Делать фильм
Помню я и еще одну церковь — церковь братьев капуцинов, которая называлась «Колоннелла», потому что перед самым ее входом, на паперти, торчала обломанная древнеримская колонна. Впервые я отправился туда как-то вечером. Меня сопровождала бабушка, но не Францскейна — Сидящий Бык, а другая. Эту мы звали «маленькой бабушкой», потому что вся она была какая-то усохшая и личико у нее было малюсенькое и сморщенное, как трофей охотников за человеческими головами, о которых я читал в книжках Сальгари. Мне никогда еще не доводилось бывать в церкви после захода солнца. Эта церковь была огромная, высоченная, звуки шагов Гулко отдавались под темными сводами, словно кто-то невидимый шагал следом за мной. В глубине, рядом с алтарем, в свете множества свечей я увидел Бонфанте Бонфантони — художника, работавшего над фреской «Семь казней египетских». Мне предстояло быть натурщиком для одной из этих казней, не помню уж, для какой именно, но поскольку в детстве я был очень худым, речь шла, скорее всего, о «Голоде». Перед этим у нас с матерью были долгие споры. Она не очень-то доверяла Бонфантони, говорила, что на его картине, чего доброго, будут изображены голые женщины, пусть и с ангельскими крыльями, а это может смутить душу ребенка. Потребовалось вмешательство епископа — паралитика, святого человека: через отца приора он передал, что отдает должное благочестивым помыслам моей матери и ручается, что опасения ее безосновательны. Тогда мама помыла мне уши, причесала вихры, и мы с «маленькой бабушкой» отправились в «Колоннеллу».

Исходные данные:

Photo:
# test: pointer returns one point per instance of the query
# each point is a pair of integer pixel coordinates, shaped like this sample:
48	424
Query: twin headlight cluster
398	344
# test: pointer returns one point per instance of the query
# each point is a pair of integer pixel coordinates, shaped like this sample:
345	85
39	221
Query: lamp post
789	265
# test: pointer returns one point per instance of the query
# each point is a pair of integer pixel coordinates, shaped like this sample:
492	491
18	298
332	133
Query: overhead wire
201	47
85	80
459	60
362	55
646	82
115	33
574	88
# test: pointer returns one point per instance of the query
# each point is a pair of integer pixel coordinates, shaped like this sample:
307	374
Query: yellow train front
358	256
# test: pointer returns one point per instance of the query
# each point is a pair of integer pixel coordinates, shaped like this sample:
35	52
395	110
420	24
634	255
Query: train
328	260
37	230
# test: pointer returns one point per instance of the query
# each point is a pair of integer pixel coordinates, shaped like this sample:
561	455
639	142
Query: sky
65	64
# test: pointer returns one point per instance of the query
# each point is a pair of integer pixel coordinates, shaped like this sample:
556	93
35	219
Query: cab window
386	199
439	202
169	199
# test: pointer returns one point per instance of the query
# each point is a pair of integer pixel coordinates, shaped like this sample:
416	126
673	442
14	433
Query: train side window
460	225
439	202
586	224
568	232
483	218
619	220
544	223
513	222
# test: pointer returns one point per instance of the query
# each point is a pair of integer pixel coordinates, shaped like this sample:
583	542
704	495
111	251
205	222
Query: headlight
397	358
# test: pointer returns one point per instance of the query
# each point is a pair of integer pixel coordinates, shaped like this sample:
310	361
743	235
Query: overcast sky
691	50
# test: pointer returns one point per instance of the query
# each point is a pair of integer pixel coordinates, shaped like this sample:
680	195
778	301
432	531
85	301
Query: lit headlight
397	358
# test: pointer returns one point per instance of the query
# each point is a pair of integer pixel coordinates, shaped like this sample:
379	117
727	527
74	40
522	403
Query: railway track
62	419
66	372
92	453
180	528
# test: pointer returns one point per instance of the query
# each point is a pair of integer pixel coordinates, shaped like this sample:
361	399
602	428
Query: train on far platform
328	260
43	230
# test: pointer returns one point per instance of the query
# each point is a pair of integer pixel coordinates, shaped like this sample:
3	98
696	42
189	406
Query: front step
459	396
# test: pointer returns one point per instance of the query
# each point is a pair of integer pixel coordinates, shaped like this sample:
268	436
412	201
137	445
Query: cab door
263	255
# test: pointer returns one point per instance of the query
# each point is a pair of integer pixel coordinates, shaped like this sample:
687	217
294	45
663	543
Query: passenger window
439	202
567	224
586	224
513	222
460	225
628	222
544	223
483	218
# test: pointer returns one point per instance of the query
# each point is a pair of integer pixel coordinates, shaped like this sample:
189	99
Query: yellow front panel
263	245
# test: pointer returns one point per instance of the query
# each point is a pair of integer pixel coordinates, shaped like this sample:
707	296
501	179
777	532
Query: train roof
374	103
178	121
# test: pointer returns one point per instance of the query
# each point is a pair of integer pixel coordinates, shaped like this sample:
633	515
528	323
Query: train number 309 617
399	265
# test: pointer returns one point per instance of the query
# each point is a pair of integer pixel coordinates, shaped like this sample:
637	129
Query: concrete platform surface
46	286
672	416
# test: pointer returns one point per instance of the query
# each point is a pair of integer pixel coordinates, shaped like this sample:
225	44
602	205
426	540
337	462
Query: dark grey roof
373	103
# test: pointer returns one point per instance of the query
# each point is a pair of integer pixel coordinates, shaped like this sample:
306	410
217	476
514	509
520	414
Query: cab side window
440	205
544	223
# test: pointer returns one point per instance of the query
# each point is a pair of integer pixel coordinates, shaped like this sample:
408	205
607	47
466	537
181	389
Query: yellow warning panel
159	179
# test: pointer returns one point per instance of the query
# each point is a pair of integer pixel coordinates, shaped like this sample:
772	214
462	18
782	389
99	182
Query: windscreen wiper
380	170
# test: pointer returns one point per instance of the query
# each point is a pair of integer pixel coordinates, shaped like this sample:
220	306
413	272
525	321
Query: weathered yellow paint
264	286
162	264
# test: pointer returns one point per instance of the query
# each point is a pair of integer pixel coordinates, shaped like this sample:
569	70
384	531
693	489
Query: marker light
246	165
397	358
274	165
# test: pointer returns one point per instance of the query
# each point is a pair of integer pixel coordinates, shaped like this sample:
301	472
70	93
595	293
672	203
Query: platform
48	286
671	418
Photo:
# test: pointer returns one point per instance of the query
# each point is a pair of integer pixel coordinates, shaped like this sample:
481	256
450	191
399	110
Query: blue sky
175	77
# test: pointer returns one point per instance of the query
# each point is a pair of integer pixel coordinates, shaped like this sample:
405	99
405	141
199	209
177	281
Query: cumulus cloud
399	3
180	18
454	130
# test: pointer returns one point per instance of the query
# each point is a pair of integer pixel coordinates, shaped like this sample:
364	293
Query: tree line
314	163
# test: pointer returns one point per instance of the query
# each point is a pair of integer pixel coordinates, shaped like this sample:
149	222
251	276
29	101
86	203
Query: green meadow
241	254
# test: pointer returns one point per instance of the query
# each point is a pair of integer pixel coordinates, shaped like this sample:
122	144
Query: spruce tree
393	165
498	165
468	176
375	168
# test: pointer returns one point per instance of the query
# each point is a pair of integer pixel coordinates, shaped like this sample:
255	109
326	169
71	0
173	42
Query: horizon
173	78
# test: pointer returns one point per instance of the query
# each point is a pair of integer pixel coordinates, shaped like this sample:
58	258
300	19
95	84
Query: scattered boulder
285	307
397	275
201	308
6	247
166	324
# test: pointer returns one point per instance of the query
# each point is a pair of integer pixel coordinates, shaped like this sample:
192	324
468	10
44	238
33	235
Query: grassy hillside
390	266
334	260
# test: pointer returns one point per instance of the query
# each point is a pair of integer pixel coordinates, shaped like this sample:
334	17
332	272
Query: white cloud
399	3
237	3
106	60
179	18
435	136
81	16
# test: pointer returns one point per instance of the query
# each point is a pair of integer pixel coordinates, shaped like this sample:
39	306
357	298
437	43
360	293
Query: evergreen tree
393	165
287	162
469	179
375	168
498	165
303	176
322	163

Что нужно сделать:
(1) Выпишите по порядку все слова и сочетания, которые в отрывке о церкви «Колоннелла» стоят в кавычках-«ёлочках». Повторы не нужны, а формы слов сохраните.
(2) Продолжите отрывок о вечернем походе в «Колоннеллу», начав сразу после его последней фразы.

Ответы по заданиям:
(1) «Колоннелла», «маленькой бабушкой», «Семь казней египетских», «Голоде», «Колоннеллу»

(2)
На стене церкви, за дрожащими язычками свечей, можно было разглядеть большую, иссеченную молниями и огненными хлыстами черную тучу и еще — разверзшуюся гору: овцы, пастухи, собаки падали в глубокую пропасть. Волны бушующего моря подбрасывали к небу челны вместе с гребцами.
Мне велели лечь на пол ничком и приподнять руку так, будто я заслоняюсь от чего-то, что валится на меня сверху (стада, челны? — не знаю), а лицо мое должна была искажать гримаса ужаса. Но рядом со мной на полу растянулся одноглазый нищий по прозвищу Пилокк, которого тоже взяли потому, что он смахивал на ходячий скелет. Этот Пилокк потребовал пол-литра вина за каждый сеанс, а поскольку он чуть не с пеленок был алкоголиком, то приходил в неистовство от одного вида пробки. И вот теперь, в церкви, обдавая меня своим зловонным дыханием, он занимался мастурбацией, проделывая это с обезьяньей быстротой, и, яростно вопя и подвывая, призывал жену местного дантиста — косоглазую синьору, славившуюся своими торчащими, остроконечными, похожими на два дирижабля грудями. Бонфантони ругался и швырял в Пилокка пустыми банками, но тот со смехом отругивался, а братья капуцины затягивали псалом.
Старый епископ, святой человек, которому было уже больше ста лет, однажды в полдень внезапно умер, а новый, не жаловавший братьев капуцинов из «Колоннеллы», перестал выплачивать авансы Бонфантони, и тот в один прекрасный день бросил все и уехал в Бразилию. Фреска так и осталась незаконченной; ее прикрывало большое грязное полотнище, краешек которого я иногда приподнимал, чтобы в нижнем левом углу увидеть свою руку (я-то знал, что она моя), простертую вверх, туда, где в постепенно сгущающейся черноте все падали и падали овцы, челны, собаки.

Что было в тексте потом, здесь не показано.